-- Records to use follows --

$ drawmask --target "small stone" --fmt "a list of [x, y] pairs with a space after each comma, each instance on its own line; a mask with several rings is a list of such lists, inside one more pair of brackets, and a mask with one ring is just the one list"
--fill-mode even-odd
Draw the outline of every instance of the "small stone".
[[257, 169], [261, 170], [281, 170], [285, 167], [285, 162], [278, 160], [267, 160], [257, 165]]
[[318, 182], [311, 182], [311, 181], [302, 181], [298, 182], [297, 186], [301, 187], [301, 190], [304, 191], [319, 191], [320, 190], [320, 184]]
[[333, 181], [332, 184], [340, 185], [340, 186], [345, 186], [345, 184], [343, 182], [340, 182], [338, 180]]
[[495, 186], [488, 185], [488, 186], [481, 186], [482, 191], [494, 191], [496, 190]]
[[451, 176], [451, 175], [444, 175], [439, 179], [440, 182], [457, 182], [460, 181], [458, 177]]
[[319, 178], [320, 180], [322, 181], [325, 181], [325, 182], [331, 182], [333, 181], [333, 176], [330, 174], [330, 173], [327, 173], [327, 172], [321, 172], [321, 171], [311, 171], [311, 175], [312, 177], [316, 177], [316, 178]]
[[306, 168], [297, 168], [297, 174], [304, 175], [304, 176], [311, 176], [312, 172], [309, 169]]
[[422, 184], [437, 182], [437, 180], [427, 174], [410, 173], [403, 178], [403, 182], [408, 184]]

-- Records to use concluded --
-- Records to use follows --

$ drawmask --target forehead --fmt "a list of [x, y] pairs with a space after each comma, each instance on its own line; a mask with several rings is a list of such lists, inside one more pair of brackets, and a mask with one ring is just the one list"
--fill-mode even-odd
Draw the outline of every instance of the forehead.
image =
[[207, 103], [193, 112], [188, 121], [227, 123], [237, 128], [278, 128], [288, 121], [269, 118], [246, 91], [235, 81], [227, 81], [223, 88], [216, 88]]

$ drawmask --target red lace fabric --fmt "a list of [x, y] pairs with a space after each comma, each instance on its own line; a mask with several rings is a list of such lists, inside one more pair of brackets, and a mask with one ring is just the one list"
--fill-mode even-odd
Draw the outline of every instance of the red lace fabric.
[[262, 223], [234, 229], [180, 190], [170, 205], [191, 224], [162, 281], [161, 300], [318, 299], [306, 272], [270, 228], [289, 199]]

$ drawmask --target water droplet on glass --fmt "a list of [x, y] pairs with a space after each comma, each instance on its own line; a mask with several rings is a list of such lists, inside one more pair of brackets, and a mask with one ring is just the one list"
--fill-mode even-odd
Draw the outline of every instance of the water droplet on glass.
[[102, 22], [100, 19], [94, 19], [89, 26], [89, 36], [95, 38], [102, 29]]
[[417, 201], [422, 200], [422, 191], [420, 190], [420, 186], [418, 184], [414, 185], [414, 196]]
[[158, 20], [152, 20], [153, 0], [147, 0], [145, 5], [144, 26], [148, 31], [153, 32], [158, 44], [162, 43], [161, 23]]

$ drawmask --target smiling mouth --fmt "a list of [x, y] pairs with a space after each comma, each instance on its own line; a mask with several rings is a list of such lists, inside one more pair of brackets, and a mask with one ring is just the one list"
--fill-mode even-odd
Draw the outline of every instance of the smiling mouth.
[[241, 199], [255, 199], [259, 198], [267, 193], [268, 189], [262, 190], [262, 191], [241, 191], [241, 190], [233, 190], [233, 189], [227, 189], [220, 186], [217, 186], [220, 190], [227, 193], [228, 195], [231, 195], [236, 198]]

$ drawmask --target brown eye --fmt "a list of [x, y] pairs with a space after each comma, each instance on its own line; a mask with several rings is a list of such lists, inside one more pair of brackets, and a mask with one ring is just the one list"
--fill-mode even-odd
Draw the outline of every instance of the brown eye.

-- Records to use concluded --
-- Records to use follows --

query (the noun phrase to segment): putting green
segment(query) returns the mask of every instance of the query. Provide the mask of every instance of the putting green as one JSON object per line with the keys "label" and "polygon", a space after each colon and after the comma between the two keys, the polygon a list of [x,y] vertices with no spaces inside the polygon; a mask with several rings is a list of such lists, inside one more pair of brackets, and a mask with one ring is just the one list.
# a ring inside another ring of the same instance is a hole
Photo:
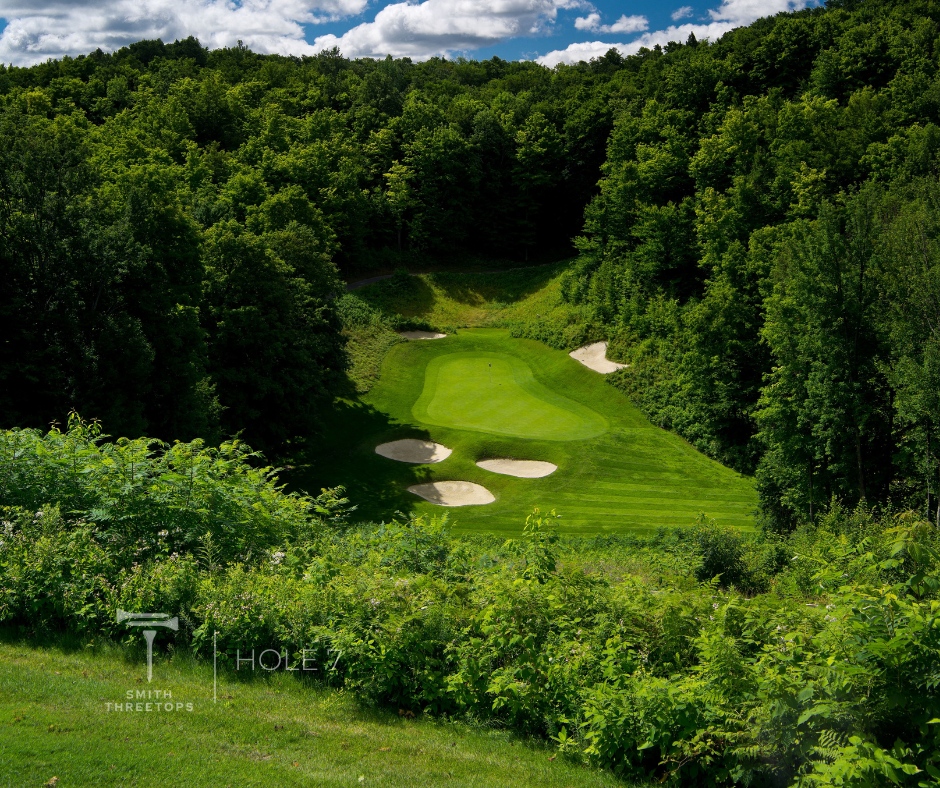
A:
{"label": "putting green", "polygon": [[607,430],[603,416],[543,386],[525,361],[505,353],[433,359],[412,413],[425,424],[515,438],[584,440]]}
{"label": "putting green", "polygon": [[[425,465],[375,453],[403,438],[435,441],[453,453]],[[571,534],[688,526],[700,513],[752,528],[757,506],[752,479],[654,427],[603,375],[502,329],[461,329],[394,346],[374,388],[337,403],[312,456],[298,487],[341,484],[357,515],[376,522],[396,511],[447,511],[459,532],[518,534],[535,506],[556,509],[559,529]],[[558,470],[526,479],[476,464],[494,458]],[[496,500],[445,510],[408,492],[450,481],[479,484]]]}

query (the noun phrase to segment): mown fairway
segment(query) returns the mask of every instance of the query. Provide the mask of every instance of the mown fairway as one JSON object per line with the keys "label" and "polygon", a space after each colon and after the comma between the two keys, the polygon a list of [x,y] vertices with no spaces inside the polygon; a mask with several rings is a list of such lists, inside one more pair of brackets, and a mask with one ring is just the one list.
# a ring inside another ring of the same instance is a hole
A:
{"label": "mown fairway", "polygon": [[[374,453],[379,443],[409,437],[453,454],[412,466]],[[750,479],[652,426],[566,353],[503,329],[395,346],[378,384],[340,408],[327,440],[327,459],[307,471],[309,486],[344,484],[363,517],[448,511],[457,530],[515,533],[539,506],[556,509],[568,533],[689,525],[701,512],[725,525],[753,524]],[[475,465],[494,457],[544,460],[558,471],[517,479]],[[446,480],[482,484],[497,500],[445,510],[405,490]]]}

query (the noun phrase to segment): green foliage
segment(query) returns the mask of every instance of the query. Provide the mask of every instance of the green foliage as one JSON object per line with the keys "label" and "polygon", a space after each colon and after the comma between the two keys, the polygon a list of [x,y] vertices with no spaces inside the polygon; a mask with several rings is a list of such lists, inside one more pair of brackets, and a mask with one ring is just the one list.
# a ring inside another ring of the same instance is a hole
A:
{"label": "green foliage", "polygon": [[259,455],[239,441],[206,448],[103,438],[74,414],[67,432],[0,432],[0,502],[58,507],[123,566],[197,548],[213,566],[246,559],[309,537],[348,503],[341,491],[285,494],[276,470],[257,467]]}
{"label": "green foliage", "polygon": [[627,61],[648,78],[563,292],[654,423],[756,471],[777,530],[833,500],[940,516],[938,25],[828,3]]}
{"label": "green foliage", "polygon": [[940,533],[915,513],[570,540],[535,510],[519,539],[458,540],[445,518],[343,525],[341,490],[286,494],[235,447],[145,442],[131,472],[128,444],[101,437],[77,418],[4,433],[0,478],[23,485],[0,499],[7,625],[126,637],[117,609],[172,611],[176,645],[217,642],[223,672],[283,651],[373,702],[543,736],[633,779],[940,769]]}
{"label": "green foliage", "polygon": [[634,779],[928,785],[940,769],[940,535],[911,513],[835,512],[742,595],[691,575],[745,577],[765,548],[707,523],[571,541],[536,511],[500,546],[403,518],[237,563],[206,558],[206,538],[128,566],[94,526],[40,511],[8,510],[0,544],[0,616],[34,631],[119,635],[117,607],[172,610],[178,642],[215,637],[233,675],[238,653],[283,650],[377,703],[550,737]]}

-- Records to use concluded --

Return each line of the material above that holds the string "phrase".

- [Output of the task]:
query (the noun phrase to segment): putting green
query (the noun phrase to segment): mown fairway
query (the noun phrase to segment): green foliage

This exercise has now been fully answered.